■ **ASSIGNMENT**:
The answer must be the full set of records, repeated exactly.

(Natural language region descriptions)
============================================================

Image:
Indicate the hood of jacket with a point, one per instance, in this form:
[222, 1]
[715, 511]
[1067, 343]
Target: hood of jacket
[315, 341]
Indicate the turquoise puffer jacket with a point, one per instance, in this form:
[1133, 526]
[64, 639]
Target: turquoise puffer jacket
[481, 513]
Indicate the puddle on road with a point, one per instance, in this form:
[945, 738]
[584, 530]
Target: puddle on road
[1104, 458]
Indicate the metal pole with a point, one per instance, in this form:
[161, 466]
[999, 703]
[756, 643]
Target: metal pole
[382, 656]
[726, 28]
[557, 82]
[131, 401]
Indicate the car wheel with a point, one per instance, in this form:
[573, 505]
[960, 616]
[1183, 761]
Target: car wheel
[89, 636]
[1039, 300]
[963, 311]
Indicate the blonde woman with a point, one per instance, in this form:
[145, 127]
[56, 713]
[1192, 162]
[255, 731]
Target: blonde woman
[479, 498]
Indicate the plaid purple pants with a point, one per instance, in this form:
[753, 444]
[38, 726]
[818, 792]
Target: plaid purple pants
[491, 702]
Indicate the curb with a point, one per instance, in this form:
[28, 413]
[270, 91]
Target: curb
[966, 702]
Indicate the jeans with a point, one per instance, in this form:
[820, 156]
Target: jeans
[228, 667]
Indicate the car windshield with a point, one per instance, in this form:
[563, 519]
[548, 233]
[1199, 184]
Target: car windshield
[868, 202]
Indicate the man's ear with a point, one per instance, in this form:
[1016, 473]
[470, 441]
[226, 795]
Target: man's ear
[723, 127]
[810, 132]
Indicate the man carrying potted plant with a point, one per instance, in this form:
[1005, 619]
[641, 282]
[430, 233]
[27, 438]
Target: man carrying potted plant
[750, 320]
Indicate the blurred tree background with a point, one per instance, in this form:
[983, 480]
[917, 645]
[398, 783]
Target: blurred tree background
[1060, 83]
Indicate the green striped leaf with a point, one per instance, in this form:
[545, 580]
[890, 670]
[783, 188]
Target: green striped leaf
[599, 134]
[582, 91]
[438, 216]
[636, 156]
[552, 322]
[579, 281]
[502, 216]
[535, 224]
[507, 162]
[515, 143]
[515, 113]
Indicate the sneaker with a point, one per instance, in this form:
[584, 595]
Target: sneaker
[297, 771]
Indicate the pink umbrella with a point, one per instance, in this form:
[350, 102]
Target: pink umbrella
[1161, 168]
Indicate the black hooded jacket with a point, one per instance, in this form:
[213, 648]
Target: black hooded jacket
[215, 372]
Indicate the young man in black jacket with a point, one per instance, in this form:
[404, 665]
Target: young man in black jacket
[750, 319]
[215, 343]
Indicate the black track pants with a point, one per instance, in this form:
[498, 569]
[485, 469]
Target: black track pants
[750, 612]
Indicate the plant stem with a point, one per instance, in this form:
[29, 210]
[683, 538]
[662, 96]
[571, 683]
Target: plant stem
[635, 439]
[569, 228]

============================================================

■ **WRITTEN SOLUTION**:
Image:
Indicate the hood of jacket with a point, one per instance, in this form:
[222, 1]
[715, 511]
[1067, 343]
Target: hood of jacket
[315, 341]
Indicate the turquoise puffer jacket with a point, one per instance, in this form:
[1133, 526]
[64, 639]
Target: turquoise puffer jacket
[481, 513]
Indicate the puddle on road with a point, one per instance, in this form:
[945, 738]
[584, 530]
Target: puddle on road
[1104, 458]
Indicate the metal pole with a point, one per instance, in this form:
[161, 466]
[999, 703]
[756, 643]
Target: metal pole
[382, 656]
[726, 28]
[557, 82]
[131, 401]
Indicate the car wheel with a point, one per instance, in this form:
[573, 505]
[960, 616]
[1183, 761]
Target: car wheel
[89, 636]
[1039, 300]
[963, 311]
Indicate the blonde woman with a point, one per instance, in this form:
[145, 127]
[56, 713]
[1192, 162]
[255, 731]
Target: blonde woman
[479, 498]
Indicate the plaid purple pants with a point, one per instance, in this form:
[753, 444]
[38, 726]
[818, 792]
Target: plaid purple pants
[491, 702]
Indicate the curb with a point, one per instance, in this form:
[28, 413]
[270, 91]
Target: curb
[966, 702]
Indicate the jeans with a point, one per instance, in this form:
[820, 156]
Target: jeans
[228, 667]
Indicate the car windshield with a point, one per instance, in this form:
[563, 519]
[548, 233]
[1199, 184]
Target: car windshield
[868, 202]
Indicate the man's ear with a point, one per instance, in this form:
[1016, 473]
[470, 441]
[226, 795]
Target: man's ear
[723, 127]
[810, 132]
Indicate the man carrying potted plant with a point, one per instance, in this form:
[1005, 619]
[641, 282]
[430, 233]
[27, 438]
Target: man carrying potted plant
[750, 320]
Indicate the blurred tree background with a point, one per instance, in this form:
[983, 480]
[917, 645]
[398, 783]
Target: blurred tree background
[1060, 83]
Indicate the green striped leaf with a point, one per instance, in this form:
[545, 580]
[890, 670]
[783, 188]
Target: green striped leaf
[599, 134]
[582, 91]
[438, 216]
[636, 156]
[552, 322]
[579, 281]
[502, 216]
[535, 224]
[507, 162]
[515, 143]
[515, 113]
Indicate the sneaker with a point, one per instance, in this form:
[584, 595]
Target: sneaker
[297, 771]
Indicate the pink umbrella with a point, one per instance, in this form:
[350, 102]
Target: pink umbrella
[1161, 168]
Indicate the black hooded jacket with a point, one per instance, in this form:
[213, 648]
Target: black hooded jacket
[215, 372]
Indicate the young man in black jacket with a point, one per instance, in this form:
[404, 665]
Target: young man in black jacket
[750, 319]
[215, 343]
Indicate the black track pants with a point, one per instance, in this form:
[498, 569]
[485, 469]
Target: black track pants
[750, 612]
Indicate the plant stem with a point, one per instance, in this form:
[29, 210]
[683, 538]
[662, 96]
[571, 683]
Target: plant stem
[635, 439]
[569, 228]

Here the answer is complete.